▸ **PASSAGE TO READ**

━━━━━━━━━━━━━━━━━━━━━━━━━━━━━━

Justify Choice of Item:

Official statistics reveal an overrepresentation of certain minorities among those arrested and imprisoned for some criminal offences. Experiencing all of these issues due to their ethnic backgrounds, minorities could thus become victims of the system. This could thus harm life chances and lead to offending on their part. A minority mentoring scheme will remove this alienation and act as a preventive measure towards offending as well.

Nolinske [1] identified the mentor as an expert, being someone with answers giving the mentees access to an experienced and supportive person. Mentors need to be self-assuring, confident, and possess the competence for a good mentoring relationship to occur. They need energy, political savvy, a sense of humour and a keen ability to lead because he/she must know how to suggest, counsel, role model risk taking and criticise effectively [2] .

Critical Assessment:

Minority mentoring will surely be beneficial to the mentee. Indeed it is a proven fact that minority mentors within homogeneous relationships experience a greater satisfaction and sense of contribution than if cultures are mixed [3] .

━━━━━━━━━━━━━━━━━━━━━━━━━━━━━━

▸ **STATED TASK 1**
Reproduce the passage on minority mentoring above in full, word for word.

▸ **THE INPUT**
━━━━━━━━━━━━━━━━━━━━━━━━━━━━━━

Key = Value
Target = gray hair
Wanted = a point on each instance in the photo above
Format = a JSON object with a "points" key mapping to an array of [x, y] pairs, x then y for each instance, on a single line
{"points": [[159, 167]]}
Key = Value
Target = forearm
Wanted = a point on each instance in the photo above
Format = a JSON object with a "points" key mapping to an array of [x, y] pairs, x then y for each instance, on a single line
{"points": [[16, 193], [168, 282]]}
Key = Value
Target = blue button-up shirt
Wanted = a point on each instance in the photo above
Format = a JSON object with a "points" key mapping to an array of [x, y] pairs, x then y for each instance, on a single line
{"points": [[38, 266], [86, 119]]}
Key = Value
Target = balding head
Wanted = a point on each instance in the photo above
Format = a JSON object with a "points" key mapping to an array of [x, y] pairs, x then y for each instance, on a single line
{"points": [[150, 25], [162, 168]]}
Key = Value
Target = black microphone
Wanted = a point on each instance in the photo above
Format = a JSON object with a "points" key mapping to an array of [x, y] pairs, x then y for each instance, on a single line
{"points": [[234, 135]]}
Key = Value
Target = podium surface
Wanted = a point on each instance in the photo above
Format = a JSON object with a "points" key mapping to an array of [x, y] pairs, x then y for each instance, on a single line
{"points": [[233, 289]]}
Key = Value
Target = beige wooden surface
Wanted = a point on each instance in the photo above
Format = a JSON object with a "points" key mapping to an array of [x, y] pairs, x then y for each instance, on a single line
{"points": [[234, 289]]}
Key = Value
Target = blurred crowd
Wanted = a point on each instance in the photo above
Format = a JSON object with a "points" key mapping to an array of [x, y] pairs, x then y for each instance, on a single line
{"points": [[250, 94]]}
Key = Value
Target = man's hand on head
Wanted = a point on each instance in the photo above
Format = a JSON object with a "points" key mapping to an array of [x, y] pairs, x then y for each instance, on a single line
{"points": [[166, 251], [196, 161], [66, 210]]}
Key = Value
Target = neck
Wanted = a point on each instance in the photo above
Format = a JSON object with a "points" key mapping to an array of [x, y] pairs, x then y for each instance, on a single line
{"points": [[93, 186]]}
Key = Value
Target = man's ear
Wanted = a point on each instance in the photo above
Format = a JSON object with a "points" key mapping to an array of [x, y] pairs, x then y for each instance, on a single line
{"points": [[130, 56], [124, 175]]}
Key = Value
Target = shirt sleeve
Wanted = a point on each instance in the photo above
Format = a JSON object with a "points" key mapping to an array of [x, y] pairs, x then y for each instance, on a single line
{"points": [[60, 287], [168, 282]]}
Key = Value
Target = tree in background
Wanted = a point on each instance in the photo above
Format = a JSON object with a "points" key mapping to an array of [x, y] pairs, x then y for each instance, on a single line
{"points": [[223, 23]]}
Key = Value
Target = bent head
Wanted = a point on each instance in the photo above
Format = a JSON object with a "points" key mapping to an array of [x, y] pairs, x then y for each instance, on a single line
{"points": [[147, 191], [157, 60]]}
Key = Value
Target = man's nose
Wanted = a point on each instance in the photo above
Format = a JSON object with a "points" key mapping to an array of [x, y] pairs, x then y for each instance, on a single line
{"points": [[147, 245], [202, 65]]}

━━━━━━━━━━━━━━━━━━━━━━━━━━━━━━

▸ **STATED TASK 2**
Please list every line of the listing above that contains the word "head".

▸ **EXERCISE ANSWER 1**
Justify Choice of Item:

Official statistics reveal an overrepresentation of certain minorities among those arrested and imprisoned for some criminal offences. Experiencing all of these issues due to their ethnic backgrounds, minorities could thus become victims of the system. This could thus harm life chances and lead to offending on their part. A minority mentoring scheme will remove this alienation and act as a preventive measure towards offending as well.

Nolinske [1] identified the mentor as an expert, being someone with answers giving the mentees access to an experienced and supportive person. Mentors need to be self-assuring, confident, and possess the competence for a good mentoring relationship to occur. They need energy, political savvy, a sense of humour and a keen ability to lead because he/she must know how to suggest, counsel, role model risk taking and criticise effectively [2] .

Critical Assessment:

Minority mentoring will surely be beneficial to the mentee. Indeed it is a proven fact that minority mentors within homogeneous relationships experience a greater satisfaction and sense of contribution than if cultures are mixed [3] .

▸ **EXERCISE ANSWER 2**
Target = balding head
Target = man's hand on head
Target = bent head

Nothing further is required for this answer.